:: Available records

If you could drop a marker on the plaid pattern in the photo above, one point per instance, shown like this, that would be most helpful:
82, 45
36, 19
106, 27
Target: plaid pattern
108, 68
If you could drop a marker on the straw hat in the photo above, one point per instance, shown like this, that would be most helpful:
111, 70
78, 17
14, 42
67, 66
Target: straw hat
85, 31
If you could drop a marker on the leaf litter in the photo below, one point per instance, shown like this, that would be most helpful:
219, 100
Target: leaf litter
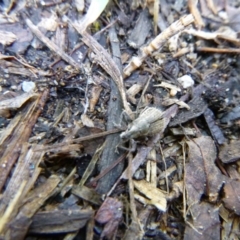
143, 148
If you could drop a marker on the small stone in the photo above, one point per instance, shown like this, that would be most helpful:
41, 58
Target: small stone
28, 86
186, 81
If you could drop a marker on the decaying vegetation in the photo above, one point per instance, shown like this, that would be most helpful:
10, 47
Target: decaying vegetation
119, 119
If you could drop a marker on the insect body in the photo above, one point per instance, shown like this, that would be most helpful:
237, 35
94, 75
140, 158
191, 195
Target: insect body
149, 122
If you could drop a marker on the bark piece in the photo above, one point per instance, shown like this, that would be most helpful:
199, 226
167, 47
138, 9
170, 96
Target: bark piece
206, 223
19, 226
114, 112
61, 221
232, 193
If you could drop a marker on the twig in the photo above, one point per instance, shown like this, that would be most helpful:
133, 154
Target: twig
158, 43
218, 50
77, 140
192, 4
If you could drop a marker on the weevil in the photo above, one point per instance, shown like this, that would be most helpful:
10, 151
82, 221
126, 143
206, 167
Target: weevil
149, 122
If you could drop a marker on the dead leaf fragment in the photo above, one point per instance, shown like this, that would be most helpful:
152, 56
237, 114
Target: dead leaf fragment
110, 214
230, 152
232, 195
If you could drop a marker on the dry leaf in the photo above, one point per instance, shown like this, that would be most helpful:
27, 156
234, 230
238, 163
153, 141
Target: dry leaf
230, 152
232, 193
206, 223
202, 175
155, 195
94, 11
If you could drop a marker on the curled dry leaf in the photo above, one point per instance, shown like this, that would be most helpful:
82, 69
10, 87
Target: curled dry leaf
230, 152
202, 175
206, 223
155, 195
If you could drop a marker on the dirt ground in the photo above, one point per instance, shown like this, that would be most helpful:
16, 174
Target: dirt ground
119, 121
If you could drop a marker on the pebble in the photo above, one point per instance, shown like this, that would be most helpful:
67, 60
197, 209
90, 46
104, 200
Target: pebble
28, 86
186, 81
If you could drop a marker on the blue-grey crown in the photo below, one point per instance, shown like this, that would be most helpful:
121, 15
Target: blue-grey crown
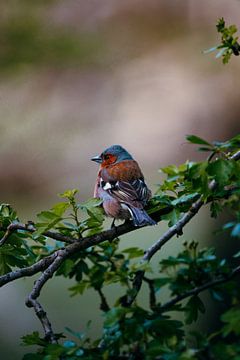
119, 151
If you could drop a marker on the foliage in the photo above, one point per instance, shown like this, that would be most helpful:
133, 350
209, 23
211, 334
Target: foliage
229, 42
130, 330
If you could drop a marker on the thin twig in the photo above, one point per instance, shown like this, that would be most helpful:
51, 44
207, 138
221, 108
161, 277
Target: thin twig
152, 295
41, 265
218, 281
176, 229
103, 305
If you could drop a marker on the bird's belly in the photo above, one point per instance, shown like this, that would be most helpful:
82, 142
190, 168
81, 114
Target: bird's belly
116, 209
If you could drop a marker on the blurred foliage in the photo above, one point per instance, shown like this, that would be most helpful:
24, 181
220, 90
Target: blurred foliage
137, 332
28, 37
229, 42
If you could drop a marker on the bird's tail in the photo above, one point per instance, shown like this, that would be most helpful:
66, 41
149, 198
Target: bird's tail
140, 217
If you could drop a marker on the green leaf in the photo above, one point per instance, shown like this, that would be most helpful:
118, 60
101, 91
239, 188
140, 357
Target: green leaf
113, 316
79, 288
193, 306
60, 208
231, 318
185, 198
69, 194
91, 203
220, 170
236, 230
133, 252
197, 140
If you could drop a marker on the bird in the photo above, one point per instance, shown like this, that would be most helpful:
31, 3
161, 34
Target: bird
121, 186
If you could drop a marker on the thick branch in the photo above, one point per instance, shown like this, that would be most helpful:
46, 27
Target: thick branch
218, 281
41, 265
176, 229
32, 298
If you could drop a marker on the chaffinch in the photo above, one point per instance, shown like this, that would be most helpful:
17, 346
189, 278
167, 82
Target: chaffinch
121, 186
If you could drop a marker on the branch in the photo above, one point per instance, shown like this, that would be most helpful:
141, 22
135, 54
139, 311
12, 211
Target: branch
197, 290
41, 265
32, 298
29, 227
103, 305
51, 263
152, 295
176, 229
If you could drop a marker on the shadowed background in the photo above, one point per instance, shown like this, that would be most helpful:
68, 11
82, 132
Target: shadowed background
78, 76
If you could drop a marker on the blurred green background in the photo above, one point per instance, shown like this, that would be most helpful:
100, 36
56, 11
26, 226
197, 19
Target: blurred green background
78, 76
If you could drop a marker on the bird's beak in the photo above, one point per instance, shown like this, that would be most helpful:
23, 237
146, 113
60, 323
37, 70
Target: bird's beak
97, 159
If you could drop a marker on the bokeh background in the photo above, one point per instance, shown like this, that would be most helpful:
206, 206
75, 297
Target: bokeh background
78, 76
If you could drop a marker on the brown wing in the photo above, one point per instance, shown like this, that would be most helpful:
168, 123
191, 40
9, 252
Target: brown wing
134, 193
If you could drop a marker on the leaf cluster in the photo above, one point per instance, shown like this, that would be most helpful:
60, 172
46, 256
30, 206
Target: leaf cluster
134, 331
229, 42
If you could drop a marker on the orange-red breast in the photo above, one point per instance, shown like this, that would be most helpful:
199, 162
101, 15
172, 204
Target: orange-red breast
121, 186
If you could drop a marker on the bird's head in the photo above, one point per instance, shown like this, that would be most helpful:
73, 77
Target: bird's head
112, 155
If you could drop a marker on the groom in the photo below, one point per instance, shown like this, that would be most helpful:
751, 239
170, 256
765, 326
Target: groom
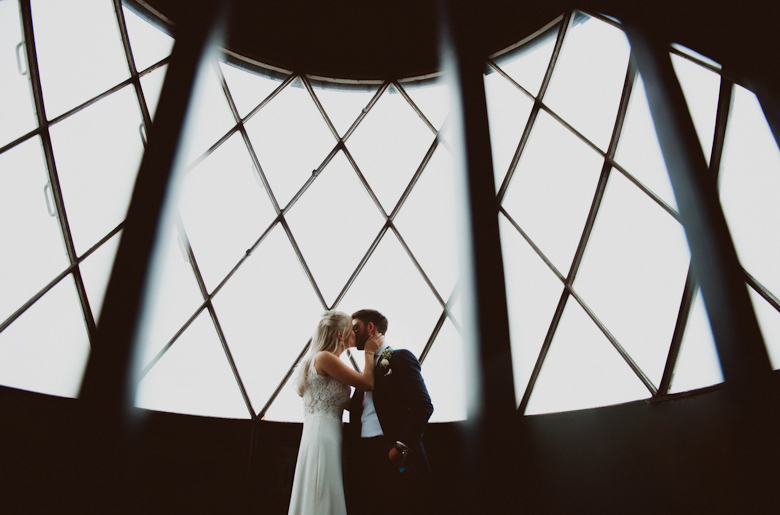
389, 471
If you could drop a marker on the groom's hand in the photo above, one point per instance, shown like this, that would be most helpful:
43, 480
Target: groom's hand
398, 455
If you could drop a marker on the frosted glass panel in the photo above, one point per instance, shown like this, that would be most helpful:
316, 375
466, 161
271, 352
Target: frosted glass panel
389, 146
193, 377
750, 187
528, 64
268, 311
343, 106
588, 79
428, 228
209, 117
291, 140
334, 224
151, 84
224, 208
390, 284
96, 271
552, 190
638, 149
174, 298
508, 111
247, 89
15, 97
582, 369
701, 88
71, 39
769, 321
533, 292
432, 100
633, 273
149, 44
98, 152
32, 252
697, 364
444, 372
46, 349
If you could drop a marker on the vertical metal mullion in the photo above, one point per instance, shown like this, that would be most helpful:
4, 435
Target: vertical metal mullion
691, 283
120, 16
48, 151
740, 345
490, 434
689, 294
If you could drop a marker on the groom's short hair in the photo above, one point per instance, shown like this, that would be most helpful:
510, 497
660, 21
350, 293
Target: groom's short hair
374, 316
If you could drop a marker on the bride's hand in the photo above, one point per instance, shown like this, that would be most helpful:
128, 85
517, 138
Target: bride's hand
374, 343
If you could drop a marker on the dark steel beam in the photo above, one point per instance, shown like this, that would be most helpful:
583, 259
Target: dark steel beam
490, 451
741, 349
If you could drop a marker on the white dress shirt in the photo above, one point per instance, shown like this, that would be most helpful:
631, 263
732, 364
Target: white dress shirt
369, 420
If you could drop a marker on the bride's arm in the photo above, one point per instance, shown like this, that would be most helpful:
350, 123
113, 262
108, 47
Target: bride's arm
330, 364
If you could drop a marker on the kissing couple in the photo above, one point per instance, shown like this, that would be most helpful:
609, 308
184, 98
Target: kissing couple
388, 471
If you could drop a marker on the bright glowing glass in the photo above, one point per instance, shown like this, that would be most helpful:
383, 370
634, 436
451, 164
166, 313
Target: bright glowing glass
334, 224
32, 251
15, 98
588, 78
633, 273
98, 152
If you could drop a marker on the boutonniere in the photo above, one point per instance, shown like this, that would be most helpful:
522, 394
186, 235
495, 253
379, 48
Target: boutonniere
384, 360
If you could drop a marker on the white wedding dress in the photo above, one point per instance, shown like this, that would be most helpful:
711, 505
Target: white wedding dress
318, 487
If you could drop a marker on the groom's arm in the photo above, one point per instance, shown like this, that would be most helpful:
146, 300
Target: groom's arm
415, 396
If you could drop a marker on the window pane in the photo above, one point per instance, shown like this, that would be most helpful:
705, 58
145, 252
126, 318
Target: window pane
174, 298
390, 284
247, 89
638, 150
508, 111
209, 116
96, 271
224, 208
582, 369
334, 224
769, 321
533, 293
444, 372
15, 99
291, 139
344, 105
78, 44
32, 251
46, 349
427, 222
697, 364
432, 99
151, 83
268, 311
588, 78
149, 44
633, 273
552, 190
701, 88
528, 63
389, 146
98, 151
750, 187
193, 377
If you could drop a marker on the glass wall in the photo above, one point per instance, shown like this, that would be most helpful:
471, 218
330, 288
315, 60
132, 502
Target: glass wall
302, 195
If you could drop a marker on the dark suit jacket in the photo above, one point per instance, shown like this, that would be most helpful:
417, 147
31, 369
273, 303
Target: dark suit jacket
403, 407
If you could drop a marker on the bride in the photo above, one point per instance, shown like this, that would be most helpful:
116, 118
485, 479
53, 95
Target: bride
323, 381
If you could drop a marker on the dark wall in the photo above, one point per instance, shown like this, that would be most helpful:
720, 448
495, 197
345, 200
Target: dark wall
703, 453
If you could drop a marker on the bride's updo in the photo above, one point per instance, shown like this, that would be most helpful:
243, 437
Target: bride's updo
325, 338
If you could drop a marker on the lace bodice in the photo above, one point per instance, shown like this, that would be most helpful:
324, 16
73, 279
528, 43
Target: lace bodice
324, 395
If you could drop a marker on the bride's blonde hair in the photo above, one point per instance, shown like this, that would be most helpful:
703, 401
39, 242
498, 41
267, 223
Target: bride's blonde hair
325, 338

::::

» Work required:
Starting with the line with "If you could drop a marker on the glass" and going on through the end of the records, give those lines again with "dark suit jacket" replaced by "black suit jacket" and everything else unchanged.

» Response:
If you could drop a marker on the glass wall in the photo above, one point per instance, shown like this, that would be most helpful:
471, 218
330, 288
315, 60
132, 502
Target: glass wall
302, 195
If you could drop a marker on the black suit jacket in the photo above, one point per instance, shown like this, that would be most helpful:
417, 147
31, 369
273, 303
Target: black suit jacket
403, 407
If you could drop a marker on the bride in the photo above, one point per instance, shown like this, that would be most helpful:
116, 118
485, 479
53, 95
Target: bride
323, 381
If you could drop a marker on the dark wall in the photo above, one point per instance, shown like this, that would be most helpful:
720, 448
495, 197
345, 200
Target: dark wall
703, 453
If you could drop a marker on the bride's updo in the photo above, one point per instance, shown like this, that would be most helpful:
243, 437
Target: bride's updo
325, 338
If you could drop a marker on the lace bodice in the photo above, one point per instance, shown like this, that would be most helpful:
324, 16
73, 279
528, 43
Target: lace bodice
324, 395
If you could drop a marker on the bride's blonde hair in the photo above, one point per instance, shown like this, that would be most helpful:
703, 401
39, 242
498, 41
267, 223
Target: bride's blonde hair
325, 338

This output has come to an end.